Start of Block

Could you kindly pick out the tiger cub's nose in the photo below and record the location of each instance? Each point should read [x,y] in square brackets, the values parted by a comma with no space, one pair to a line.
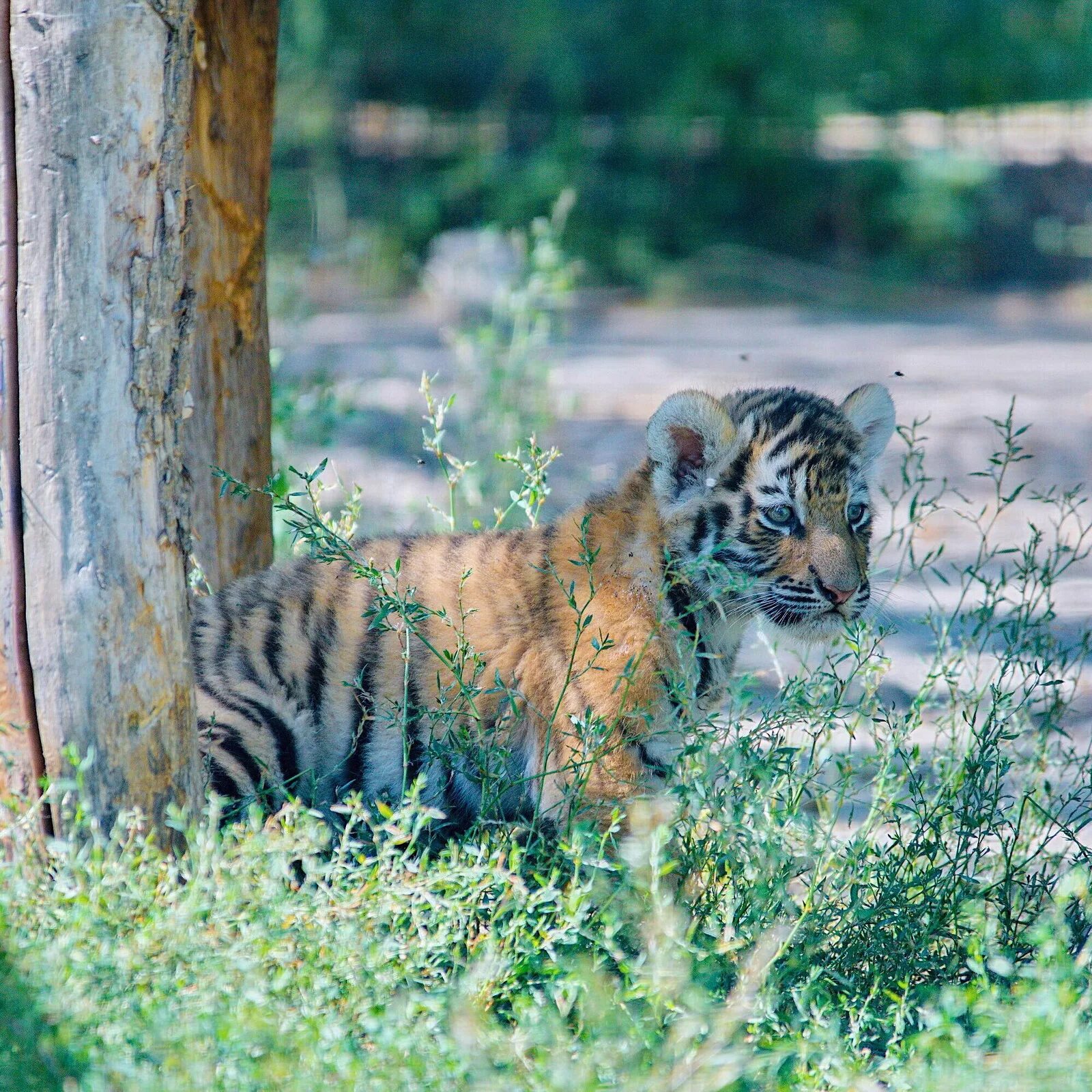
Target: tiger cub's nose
[837,595]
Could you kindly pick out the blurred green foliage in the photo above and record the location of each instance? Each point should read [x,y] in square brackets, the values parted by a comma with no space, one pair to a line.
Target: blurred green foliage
[603,96]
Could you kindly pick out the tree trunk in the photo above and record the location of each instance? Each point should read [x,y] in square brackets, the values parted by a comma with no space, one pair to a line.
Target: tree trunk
[229,175]
[102,111]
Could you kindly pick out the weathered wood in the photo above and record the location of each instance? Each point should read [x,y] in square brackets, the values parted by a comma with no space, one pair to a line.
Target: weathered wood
[103,102]
[229,180]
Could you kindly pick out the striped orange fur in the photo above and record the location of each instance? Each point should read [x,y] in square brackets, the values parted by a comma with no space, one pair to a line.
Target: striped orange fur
[756,504]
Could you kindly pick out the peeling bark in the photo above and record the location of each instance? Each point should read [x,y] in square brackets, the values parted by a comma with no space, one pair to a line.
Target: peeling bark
[103,96]
[229,176]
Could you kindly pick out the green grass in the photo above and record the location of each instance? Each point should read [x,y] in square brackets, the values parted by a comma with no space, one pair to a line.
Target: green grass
[804,915]
[849,886]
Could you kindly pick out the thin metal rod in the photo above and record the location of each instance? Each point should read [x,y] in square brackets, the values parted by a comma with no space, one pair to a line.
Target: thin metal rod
[9,331]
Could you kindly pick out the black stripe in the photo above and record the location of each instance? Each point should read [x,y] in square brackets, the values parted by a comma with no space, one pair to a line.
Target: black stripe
[682,606]
[262,717]
[229,742]
[322,639]
[722,517]
[700,529]
[221,782]
[737,470]
[415,758]
[272,648]
[652,764]
[460,815]
[358,758]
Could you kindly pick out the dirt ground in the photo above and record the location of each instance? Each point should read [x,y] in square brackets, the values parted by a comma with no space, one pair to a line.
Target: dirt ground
[617,364]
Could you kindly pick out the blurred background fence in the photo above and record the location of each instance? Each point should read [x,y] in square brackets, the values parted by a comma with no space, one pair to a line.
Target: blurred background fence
[943,143]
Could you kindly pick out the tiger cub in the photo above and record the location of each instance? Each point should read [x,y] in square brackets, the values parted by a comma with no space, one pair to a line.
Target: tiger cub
[756,504]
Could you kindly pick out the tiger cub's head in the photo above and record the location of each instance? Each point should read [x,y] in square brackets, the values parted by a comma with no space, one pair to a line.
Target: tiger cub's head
[764,496]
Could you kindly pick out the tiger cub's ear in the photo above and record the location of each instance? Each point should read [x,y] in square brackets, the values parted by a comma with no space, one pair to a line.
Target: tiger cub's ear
[688,434]
[871,411]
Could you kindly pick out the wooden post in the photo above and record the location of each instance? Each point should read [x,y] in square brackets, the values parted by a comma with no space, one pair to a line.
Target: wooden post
[229,182]
[102,109]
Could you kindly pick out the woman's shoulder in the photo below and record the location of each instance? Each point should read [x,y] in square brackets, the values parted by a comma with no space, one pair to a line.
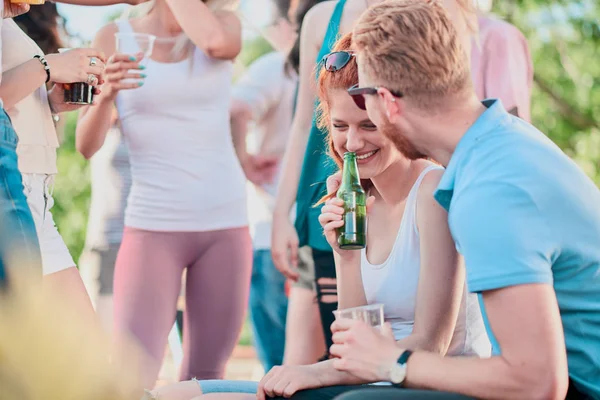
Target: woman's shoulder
[430,176]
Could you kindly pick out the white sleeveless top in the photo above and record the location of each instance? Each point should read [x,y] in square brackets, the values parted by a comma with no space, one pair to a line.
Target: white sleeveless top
[185,172]
[394,284]
[31,116]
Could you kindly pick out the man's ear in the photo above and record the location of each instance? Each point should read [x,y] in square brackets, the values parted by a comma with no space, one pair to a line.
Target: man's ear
[392,105]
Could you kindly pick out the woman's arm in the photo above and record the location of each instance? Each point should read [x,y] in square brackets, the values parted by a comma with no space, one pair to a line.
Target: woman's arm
[94,122]
[217,34]
[20,81]
[351,292]
[441,280]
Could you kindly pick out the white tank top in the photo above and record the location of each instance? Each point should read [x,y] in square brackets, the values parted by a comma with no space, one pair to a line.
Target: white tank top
[185,173]
[394,284]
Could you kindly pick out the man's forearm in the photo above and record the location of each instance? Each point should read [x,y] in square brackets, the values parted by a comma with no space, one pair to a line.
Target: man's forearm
[332,377]
[489,378]
[97,2]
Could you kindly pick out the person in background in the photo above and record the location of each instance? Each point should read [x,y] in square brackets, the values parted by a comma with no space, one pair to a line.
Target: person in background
[306,165]
[19,245]
[186,211]
[111,183]
[524,216]
[501,65]
[321,24]
[44,25]
[32,108]
[265,95]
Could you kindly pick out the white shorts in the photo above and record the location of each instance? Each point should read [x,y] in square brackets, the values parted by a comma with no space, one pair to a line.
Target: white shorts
[55,254]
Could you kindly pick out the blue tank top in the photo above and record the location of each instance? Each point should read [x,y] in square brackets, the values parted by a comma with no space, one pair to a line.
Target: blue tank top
[317,166]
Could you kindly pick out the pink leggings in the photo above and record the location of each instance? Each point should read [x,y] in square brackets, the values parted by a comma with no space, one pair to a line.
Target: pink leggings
[148,282]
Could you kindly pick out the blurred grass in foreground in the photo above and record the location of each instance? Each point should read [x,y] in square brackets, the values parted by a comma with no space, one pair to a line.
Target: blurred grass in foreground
[47,352]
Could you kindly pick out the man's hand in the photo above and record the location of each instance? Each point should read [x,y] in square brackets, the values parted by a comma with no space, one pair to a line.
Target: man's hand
[260,169]
[364,351]
[287,380]
[12,10]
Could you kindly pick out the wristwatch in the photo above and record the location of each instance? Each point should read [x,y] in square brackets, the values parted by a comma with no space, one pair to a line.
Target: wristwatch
[398,371]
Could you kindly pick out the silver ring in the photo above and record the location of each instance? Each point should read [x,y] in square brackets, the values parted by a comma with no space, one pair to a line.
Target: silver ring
[92,79]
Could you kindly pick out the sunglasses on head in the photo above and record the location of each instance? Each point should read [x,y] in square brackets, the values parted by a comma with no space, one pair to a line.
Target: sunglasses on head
[358,94]
[337,60]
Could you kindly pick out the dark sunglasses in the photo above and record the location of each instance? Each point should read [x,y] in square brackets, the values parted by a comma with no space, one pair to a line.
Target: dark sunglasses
[358,94]
[337,60]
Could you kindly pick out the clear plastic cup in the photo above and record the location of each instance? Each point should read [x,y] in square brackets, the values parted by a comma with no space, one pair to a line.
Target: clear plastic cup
[372,314]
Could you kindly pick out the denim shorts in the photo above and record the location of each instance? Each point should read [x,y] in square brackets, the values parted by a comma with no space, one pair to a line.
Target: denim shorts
[223,386]
[18,238]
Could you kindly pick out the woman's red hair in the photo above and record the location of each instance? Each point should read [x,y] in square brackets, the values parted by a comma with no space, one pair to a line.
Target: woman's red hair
[327,81]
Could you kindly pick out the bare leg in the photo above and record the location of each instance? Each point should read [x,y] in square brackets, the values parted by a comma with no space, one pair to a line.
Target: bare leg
[304,342]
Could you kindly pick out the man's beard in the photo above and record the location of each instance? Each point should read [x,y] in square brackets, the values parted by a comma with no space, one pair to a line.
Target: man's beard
[402,144]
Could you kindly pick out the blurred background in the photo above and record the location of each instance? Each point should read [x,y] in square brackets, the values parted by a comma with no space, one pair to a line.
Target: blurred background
[564,38]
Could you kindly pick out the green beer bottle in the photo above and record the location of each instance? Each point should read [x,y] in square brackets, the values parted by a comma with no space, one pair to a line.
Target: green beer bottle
[353,234]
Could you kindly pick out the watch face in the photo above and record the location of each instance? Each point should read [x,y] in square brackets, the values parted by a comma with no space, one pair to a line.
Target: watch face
[397,374]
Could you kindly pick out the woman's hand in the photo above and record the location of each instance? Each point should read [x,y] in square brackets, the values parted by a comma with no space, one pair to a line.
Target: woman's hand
[123,72]
[284,246]
[286,380]
[77,65]
[332,215]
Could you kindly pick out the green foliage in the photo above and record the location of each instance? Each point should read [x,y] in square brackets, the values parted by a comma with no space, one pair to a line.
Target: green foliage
[564,37]
[71,191]
[253,49]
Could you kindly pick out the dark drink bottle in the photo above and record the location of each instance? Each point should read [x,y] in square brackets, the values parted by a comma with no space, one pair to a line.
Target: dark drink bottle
[353,234]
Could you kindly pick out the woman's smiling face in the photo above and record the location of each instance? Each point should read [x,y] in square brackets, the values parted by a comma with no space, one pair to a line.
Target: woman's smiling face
[352,130]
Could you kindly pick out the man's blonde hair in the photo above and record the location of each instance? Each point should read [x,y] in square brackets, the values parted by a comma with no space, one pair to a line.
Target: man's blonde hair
[413,47]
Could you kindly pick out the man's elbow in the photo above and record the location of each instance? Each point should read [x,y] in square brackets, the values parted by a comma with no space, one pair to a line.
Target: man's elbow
[543,382]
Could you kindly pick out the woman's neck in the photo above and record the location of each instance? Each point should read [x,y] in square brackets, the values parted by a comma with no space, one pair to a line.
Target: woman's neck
[162,21]
[394,184]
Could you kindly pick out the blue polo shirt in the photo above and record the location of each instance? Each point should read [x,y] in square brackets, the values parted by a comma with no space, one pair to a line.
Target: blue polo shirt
[521,212]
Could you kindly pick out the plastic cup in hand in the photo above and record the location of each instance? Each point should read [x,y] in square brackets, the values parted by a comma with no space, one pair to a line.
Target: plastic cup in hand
[78,92]
[371,314]
[131,42]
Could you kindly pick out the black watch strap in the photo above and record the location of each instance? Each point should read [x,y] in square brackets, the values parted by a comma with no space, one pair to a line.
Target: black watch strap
[403,359]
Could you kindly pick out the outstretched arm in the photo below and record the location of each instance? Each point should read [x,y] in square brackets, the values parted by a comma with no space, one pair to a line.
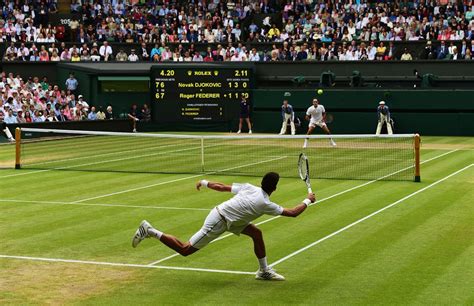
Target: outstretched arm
[213,185]
[298,209]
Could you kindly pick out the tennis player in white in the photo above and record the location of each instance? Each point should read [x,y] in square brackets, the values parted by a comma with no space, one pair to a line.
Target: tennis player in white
[233,215]
[316,114]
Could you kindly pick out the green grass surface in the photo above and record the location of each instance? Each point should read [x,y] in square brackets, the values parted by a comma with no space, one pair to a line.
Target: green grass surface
[418,251]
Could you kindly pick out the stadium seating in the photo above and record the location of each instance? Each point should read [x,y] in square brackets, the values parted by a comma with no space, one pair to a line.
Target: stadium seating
[333,30]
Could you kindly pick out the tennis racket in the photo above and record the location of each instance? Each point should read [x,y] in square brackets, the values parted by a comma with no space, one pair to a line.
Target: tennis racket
[329,118]
[303,170]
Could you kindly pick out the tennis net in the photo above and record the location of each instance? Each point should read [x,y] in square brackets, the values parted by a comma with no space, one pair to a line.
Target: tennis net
[366,157]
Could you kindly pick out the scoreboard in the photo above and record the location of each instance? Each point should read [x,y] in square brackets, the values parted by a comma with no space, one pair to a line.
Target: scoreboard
[203,92]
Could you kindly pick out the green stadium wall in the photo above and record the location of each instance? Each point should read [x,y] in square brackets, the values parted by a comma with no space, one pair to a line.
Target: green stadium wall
[428,112]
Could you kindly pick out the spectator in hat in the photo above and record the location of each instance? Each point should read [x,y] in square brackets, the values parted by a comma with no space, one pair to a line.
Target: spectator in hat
[133,57]
[121,56]
[19,116]
[9,116]
[100,114]
[92,114]
[109,113]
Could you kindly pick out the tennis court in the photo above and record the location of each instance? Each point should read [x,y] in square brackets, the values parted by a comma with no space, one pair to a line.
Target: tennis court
[66,222]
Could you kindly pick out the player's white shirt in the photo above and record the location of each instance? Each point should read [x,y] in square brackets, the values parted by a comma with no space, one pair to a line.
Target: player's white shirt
[249,203]
[316,113]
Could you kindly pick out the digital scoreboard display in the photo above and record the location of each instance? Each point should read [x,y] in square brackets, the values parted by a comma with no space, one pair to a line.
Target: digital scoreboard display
[199,92]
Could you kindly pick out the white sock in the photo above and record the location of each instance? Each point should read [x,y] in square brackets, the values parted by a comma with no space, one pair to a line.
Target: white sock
[155,233]
[8,133]
[263,263]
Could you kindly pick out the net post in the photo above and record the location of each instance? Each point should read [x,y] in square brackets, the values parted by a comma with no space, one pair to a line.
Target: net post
[17,148]
[202,154]
[417,158]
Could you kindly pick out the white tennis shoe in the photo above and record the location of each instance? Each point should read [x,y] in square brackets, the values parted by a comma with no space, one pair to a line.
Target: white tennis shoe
[269,274]
[141,233]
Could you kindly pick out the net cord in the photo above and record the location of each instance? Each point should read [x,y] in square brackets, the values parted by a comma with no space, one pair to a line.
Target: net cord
[240,136]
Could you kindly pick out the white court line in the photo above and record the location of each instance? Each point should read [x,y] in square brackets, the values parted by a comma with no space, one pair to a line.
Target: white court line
[116,264]
[101,205]
[368,216]
[177,180]
[317,202]
[104,162]
[103,154]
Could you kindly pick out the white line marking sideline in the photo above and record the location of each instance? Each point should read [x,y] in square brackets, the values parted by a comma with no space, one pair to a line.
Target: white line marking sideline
[317,202]
[103,205]
[177,180]
[102,162]
[368,216]
[115,264]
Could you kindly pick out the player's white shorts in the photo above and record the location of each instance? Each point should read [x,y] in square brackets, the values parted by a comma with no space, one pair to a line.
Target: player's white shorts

End of Block

Problem statement — Please give the number of lines with "below" in the entries above, and write no other text.

Answer space — 3